_DIRECTIONS_:
Format the records below as a JSON list of strings, one string per line, skipping blank lines and leaving the pictures out.

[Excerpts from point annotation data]
[start]

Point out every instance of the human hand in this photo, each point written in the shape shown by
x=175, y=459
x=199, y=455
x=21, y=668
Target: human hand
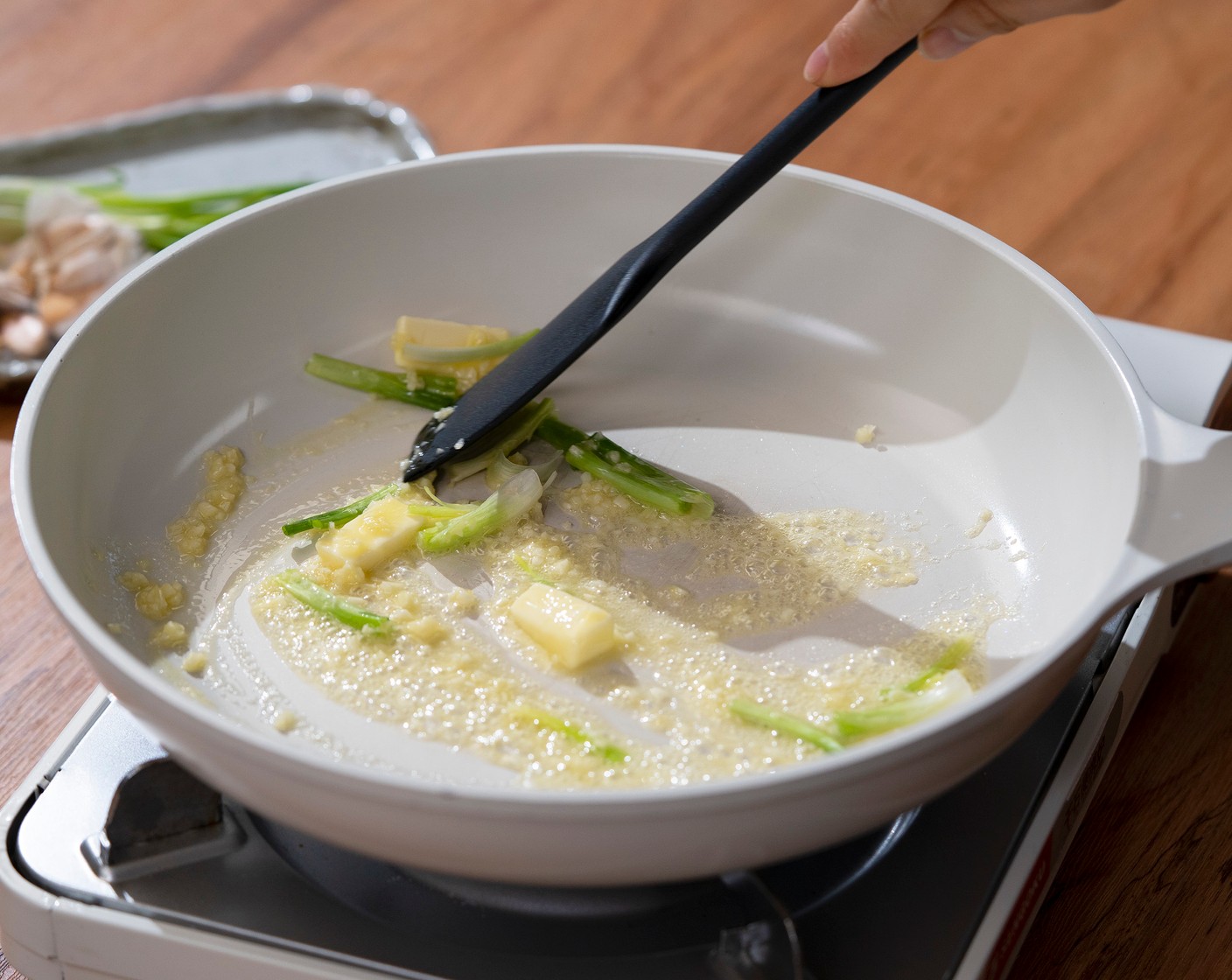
x=873, y=29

[end]

_REPLY_:
[
  "Point out every instance of the human hand in this photo, each point written in the shape shown by",
  "x=175, y=459",
  "x=199, y=455",
  "x=21, y=668",
  "Target: human hand",
  "x=873, y=29"
]